* _What you should do_
All records should be reproduced verbatim.

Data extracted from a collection
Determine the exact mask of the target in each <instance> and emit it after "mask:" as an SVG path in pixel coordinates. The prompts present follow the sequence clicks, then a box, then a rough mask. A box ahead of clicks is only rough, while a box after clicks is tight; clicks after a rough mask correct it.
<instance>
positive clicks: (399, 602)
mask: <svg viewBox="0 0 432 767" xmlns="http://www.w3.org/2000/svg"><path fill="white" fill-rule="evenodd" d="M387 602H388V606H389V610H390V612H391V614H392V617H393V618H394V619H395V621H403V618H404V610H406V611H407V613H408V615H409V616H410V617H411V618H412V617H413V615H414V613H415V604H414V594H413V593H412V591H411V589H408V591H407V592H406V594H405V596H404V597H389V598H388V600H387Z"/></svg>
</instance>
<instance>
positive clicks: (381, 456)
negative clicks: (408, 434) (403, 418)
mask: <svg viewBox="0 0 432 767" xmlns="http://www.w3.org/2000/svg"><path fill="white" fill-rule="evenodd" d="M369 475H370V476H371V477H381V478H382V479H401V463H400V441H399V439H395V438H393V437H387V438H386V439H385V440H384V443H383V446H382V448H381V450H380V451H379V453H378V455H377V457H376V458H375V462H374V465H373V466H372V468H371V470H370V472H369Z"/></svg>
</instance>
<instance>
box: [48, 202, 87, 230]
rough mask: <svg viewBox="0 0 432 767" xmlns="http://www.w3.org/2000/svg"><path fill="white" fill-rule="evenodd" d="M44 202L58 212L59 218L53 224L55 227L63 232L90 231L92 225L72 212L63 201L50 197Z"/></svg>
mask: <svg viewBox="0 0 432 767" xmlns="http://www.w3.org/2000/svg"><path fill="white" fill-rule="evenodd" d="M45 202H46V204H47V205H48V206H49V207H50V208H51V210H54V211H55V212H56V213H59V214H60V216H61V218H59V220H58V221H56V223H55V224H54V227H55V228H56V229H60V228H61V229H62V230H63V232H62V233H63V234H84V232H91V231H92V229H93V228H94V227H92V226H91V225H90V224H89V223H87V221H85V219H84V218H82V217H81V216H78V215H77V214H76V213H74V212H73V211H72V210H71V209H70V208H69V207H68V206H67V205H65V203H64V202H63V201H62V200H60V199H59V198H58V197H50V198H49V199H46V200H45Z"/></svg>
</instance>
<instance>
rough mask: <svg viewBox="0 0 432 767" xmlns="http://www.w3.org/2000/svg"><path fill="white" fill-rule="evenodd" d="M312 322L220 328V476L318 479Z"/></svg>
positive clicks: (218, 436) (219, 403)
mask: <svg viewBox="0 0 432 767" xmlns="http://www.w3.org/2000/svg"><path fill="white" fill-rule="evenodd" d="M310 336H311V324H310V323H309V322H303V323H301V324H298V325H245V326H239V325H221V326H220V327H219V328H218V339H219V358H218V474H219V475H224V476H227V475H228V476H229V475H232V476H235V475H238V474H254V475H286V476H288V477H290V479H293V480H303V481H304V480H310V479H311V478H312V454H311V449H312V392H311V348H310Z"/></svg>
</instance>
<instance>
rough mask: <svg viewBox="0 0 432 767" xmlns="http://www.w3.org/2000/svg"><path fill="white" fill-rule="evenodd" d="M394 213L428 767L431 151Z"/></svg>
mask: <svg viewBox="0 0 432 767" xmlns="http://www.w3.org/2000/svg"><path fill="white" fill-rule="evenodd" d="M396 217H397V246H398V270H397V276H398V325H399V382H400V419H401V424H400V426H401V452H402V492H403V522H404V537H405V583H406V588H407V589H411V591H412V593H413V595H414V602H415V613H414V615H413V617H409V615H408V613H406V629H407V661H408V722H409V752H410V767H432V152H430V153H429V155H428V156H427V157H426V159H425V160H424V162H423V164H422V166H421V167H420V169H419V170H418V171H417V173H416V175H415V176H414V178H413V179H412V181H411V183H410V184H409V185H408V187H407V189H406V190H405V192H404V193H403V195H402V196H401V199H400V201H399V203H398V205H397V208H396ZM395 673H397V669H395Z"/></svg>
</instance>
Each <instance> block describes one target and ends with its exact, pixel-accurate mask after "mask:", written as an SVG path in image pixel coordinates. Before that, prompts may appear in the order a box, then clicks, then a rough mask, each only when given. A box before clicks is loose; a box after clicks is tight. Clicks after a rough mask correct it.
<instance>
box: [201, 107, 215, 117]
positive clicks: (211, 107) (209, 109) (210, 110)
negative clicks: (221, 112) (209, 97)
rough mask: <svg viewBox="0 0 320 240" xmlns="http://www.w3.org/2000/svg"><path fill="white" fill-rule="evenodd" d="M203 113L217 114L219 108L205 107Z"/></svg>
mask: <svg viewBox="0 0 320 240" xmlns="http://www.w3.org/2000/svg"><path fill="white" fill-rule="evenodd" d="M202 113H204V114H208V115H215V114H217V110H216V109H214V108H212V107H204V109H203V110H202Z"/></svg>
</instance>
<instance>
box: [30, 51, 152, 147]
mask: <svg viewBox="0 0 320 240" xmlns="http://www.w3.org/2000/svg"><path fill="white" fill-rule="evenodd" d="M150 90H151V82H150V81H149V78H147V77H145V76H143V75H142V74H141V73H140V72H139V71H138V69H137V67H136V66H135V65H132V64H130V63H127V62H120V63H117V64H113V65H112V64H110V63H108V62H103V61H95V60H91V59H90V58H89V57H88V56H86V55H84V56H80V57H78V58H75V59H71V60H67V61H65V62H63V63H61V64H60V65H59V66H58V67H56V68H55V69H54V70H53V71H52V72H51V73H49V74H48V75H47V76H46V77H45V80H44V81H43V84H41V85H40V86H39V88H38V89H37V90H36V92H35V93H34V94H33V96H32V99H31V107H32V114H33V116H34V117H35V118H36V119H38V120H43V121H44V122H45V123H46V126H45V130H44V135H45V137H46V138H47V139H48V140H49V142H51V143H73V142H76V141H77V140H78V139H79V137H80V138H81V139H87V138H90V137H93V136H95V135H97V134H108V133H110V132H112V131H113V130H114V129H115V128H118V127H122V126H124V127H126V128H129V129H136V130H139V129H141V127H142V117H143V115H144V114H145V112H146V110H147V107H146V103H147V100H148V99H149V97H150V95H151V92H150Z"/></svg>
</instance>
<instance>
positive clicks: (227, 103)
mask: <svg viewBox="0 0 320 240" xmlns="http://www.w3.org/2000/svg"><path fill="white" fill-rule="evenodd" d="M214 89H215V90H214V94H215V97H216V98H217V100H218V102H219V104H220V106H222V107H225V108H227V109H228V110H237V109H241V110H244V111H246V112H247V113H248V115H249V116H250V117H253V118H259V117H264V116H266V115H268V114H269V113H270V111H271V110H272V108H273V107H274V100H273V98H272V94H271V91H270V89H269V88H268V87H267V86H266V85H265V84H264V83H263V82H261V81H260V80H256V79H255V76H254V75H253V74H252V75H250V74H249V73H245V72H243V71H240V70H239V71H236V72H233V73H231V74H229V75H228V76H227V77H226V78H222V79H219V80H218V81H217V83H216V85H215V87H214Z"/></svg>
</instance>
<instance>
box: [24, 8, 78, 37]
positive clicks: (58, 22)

* _Response for this exercise_
Determine the exact mask of the target in each <instance> and emit it after "mask:" as an SVG path in pixel coordinates. The prompts present follow the sequence clicks, then a box, then a rough mask. A box ahead of clicks is only rough, while a box after clicks is tight; clicks after a rough mask correct it.
<instance>
positive clicks: (399, 602)
mask: <svg viewBox="0 0 432 767" xmlns="http://www.w3.org/2000/svg"><path fill="white" fill-rule="evenodd" d="M387 602H388V606H389V610H390V612H391V614H392V617H393V618H394V619H395V621H403V618H404V610H406V611H407V613H408V615H409V616H410V617H411V618H412V617H413V615H414V613H415V604H414V594H413V593H412V591H411V589H408V591H407V592H406V594H405V596H404V597H389V598H388V600H387Z"/></svg>
</instance>
<instance>
positive clicks: (381, 456)
negative clicks: (408, 434) (403, 418)
mask: <svg viewBox="0 0 432 767" xmlns="http://www.w3.org/2000/svg"><path fill="white" fill-rule="evenodd" d="M369 475H370V476H371V477H381V478H382V479H401V463H400V441H399V439H395V438H393V437H387V438H386V439H385V440H384V443H383V446H382V448H381V450H380V451H379V453H378V455H377V457H376V458H375V462H374V465H373V466H372V468H371V470H370V472H369Z"/></svg>
</instance>
<instance>
box: [48, 202, 87, 230]
rough mask: <svg viewBox="0 0 432 767" xmlns="http://www.w3.org/2000/svg"><path fill="white" fill-rule="evenodd" d="M44 202L58 212L59 218L53 224L55 227L63 232L90 231L92 225L72 212L63 201L50 197Z"/></svg>
mask: <svg viewBox="0 0 432 767" xmlns="http://www.w3.org/2000/svg"><path fill="white" fill-rule="evenodd" d="M45 202H46V204H47V205H48V206H49V207H50V208H51V210H54V211H55V212H56V213H59V214H60V216H61V218H59V220H58V221H56V223H55V224H54V227H55V228H56V229H60V228H61V229H62V230H63V232H62V233H63V234H84V232H91V231H92V229H93V228H94V227H92V226H91V225H90V224H89V223H87V221H85V219H84V218H82V217H81V216H78V215H77V214H76V213H74V212H73V211H72V210H71V209H70V208H69V207H68V206H67V205H65V203H64V202H63V201H62V200H60V199H59V198H58V197H50V198H49V199H46V200H45Z"/></svg>
</instance>
<instance>
rough mask: <svg viewBox="0 0 432 767" xmlns="http://www.w3.org/2000/svg"><path fill="white" fill-rule="evenodd" d="M312 322L220 328V476L318 479Z"/></svg>
positive clicks: (218, 436) (219, 403)
mask: <svg viewBox="0 0 432 767" xmlns="http://www.w3.org/2000/svg"><path fill="white" fill-rule="evenodd" d="M310 336H311V324H310V323H309V322H303V323H301V324H298V325H245V326H239V325H221V326H220V327H219V328H218V339H219V358H218V474H219V475H224V476H227V475H228V476H229V475H232V476H235V475H238V474H254V475H286V476H288V477H290V479H293V480H303V481H304V480H310V479H311V478H312V454H311V449H312V392H311V348H310Z"/></svg>
</instance>
<instance>
rough mask: <svg viewBox="0 0 432 767" xmlns="http://www.w3.org/2000/svg"><path fill="white" fill-rule="evenodd" d="M394 213L428 767L431 151Z"/></svg>
mask: <svg viewBox="0 0 432 767" xmlns="http://www.w3.org/2000/svg"><path fill="white" fill-rule="evenodd" d="M396 217H397V246H398V270H397V276H398V325H399V382H400V419H401V424H400V426H401V452H402V492H403V522H404V537H405V583H406V588H407V589H411V591H412V593H413V595H414V602H415V613H414V615H413V617H409V615H408V613H406V629H407V661H408V722H409V752H410V767H432V152H430V153H429V155H428V156H427V157H426V159H425V160H424V162H423V164H422V166H421V167H420V169H419V170H418V171H417V173H416V175H415V176H414V178H413V179H412V181H411V183H410V184H409V185H408V187H407V189H406V190H405V192H404V193H403V195H402V196H401V199H400V201H399V203H398V205H397V208H396ZM395 673H397V669H395Z"/></svg>
</instance>
Each <instance> block describes one target and ends with its exact, pixel-accurate mask after "mask:", written as an SVG path in image pixel coordinates. Before that, prompts may appear in the order a box, then clicks, then a rough mask, each only when given. A box before clicks is loose; a box after clicks is tight. Clicks after a rough mask correct it.
<instance>
box: [201, 107, 215, 117]
positive clicks: (211, 107) (209, 109) (210, 110)
negative clicks: (221, 112) (209, 97)
rough mask: <svg viewBox="0 0 320 240" xmlns="http://www.w3.org/2000/svg"><path fill="white" fill-rule="evenodd" d="M203 113L217 114L219 108L205 107Z"/></svg>
mask: <svg viewBox="0 0 320 240" xmlns="http://www.w3.org/2000/svg"><path fill="white" fill-rule="evenodd" d="M202 113H204V114H208V115H215V114H217V110H216V109H214V108H212V107H204V109H203V110H202Z"/></svg>
</instance>
<instance>
box: [30, 51, 152, 147]
mask: <svg viewBox="0 0 320 240" xmlns="http://www.w3.org/2000/svg"><path fill="white" fill-rule="evenodd" d="M150 90H151V82H150V81H149V78H147V77H145V76H143V75H142V74H141V73H140V72H139V71H138V69H137V67H136V66H135V65H132V64H130V63H127V62H120V63H117V64H113V65H112V64H110V63H108V62H103V61H95V60H91V59H90V58H89V57H88V56H86V55H84V56H80V57H78V58H75V59H71V60H67V61H65V62H63V63H61V64H60V65H59V66H58V67H56V68H55V69H54V70H53V71H52V72H51V73H49V74H48V75H47V76H46V77H45V80H44V81H43V84H41V85H40V86H39V88H38V89H37V90H36V92H35V93H34V94H33V96H32V99H31V107H32V114H33V116H34V117H35V118H36V119H38V120H43V121H44V122H45V123H46V126H45V130H44V135H45V137H46V138H47V139H48V140H49V142H51V143H73V142H76V141H77V140H78V139H79V137H80V138H81V139H87V138H90V137H93V136H95V135H97V134H108V133H110V132H112V131H113V130H114V129H115V128H118V127H122V126H124V127H126V128H129V129H136V130H139V129H141V127H142V117H143V115H144V114H145V112H146V110H147V107H146V103H147V100H148V99H149V97H150V95H151V92H150Z"/></svg>
</instance>
<instance>
positive clicks: (227, 103)
mask: <svg viewBox="0 0 320 240" xmlns="http://www.w3.org/2000/svg"><path fill="white" fill-rule="evenodd" d="M214 89H215V90H214V94H215V97H216V98H217V100H218V102H219V104H220V106H222V107H225V108H227V109H228V110H237V109H241V110H244V111H246V112H247V113H248V115H249V116H250V117H253V118H259V117H264V116H266V115H268V114H269V113H270V111H271V110H272V108H273V107H274V100H273V98H272V94H271V91H270V89H269V88H268V87H267V86H266V85H265V84H264V83H263V82H261V81H260V80H256V79H255V76H254V75H253V74H252V75H250V74H249V73H245V72H243V71H240V70H239V71H236V72H233V73H231V74H229V75H228V76H227V77H226V78H222V79H219V80H218V81H217V83H216V85H215V87H214Z"/></svg>
</instance>
<instance>
box: [24, 8, 78, 37]
positive clicks: (58, 22)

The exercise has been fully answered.